▶ Given passage
_ _ _ _
Staring at your bracket in a daze, marveling at how this year’s East Region is so stacked? Looking for a little affirmation? You’ve clicked the right place. Delving into depths of the upper-left corner of our brackets, we’re giving you all the juice on the East Region. Pulp-free. (Or with pulp if that’s your thing, I am not one to judge).
Quick disclaimer: This analysis reflects the views of just one BECB writer (myself, hello!), and truly, who but the fate-filled forces of March Madness have any control over the outcomes.
Round of 64
(1) Villanova vs. (16) Mount St. Mary’s
Season Records: Villanova 31-3; Mount St. Mary’s 19-15
If you’re looking for the first-ever 16-seed upset over a 1-seed, you’re not going to find it here. Look elsewhere. Maybe go for a walk and listen to some Bruno Mars.
(8) Wisconsin vs. (9) Virginia Tech
Season Records: Wisconsin 25-9; Virginia Tech 22-10
Wisconsin fans are irked at this seemingly low-seed for the Badgers, but Virginia Tech fans are just happy to be back at the Big Dance for the first time in a decade. Wisconsin boasts standing number two in the Big Ten, while VT’s ninth place in the ACC and smaller size may not initially excite. The Hokies have a few impressive wins under the belt, most notably a early-season thrashing of Duke.
Wisconsin’s bread and butter lies in their staunch defensive skills paired with a knack for securing rebounds. VaTech, on the other hand, shoots three-pointers with vigor and consistency. To put the Hokies’ shooting emphasis in perspective, six VT players average double digit points per game, compared to Wisconsin’s three players.
(5) Virginia vs. (12) UNC Wilmington
Season Records: Virginia 22-10; UNC Wilmington 29-5
Senior London Perrantes leads UVA’s offense, but having a season average of 12.5 points per game isn’t exactly domineering. The Cavaliers have positioned themselves as a tough defense-oriented squad, limiting even efficient shooting opponents to near 55 point games on average. Whereas UVA plays dense in the post, UNC Wilmington opts for an upped-ante style. The Seahawks tout an incredibly high offensive rating, and are prone to outside shooting spurts. Wilmington ranks 10th in overall scoring points per game (85.2), making this a favorite 5-12 upset matchup.
_ _ _ _
▶ Given exercise 1
List every team named in the matchup headings of the East Region preview, each with its seed.
▶ Given exercise 2
Answer from the East Region preview:
(a) Which team did Virginia Tech beat soundly early in the season?
(b) Who leads Virginia's offense, and what is his season scoring average?
(c) Where does Wilmington rank in overall points per game, and what is that figure?
▶ Given exercise 3
According to the East Region preview, why is Virginia vs. UNC Wilmington a favorite 5-12 upset matchup?
Draw only on the East Region preview.
_ _ _ _
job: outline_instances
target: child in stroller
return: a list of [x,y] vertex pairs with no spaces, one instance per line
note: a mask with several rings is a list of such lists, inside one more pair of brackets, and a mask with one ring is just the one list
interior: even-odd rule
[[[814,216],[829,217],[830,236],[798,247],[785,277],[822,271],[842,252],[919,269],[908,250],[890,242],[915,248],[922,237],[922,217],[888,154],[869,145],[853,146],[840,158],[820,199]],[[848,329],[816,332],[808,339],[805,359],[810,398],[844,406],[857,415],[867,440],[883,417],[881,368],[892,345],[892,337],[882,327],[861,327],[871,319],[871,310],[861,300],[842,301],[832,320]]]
_ _ _ _
▶ Correct output 1
Villanova (1)
Mount St. Mary's (16)
Wisconsin (8)
Virginia Tech (9)
Virginia (5)
UNC Wilmington (12)

▶ Correct output 2
(a) Duke
(b) Senior London Perrantes, with 12.5 points per game
(c) 10th, at 85.2 points per game

▶ Correct output 3
UNC Wilmington plays an upped-ante offensive style, with a very high offensive rating and a tendency toward outside shooting spurts. It ranks 10th in overall scoring at 85.2 points per game, while Virginia relies on defense and Perrantes, its leading scorer, averages only 12.5 points per game.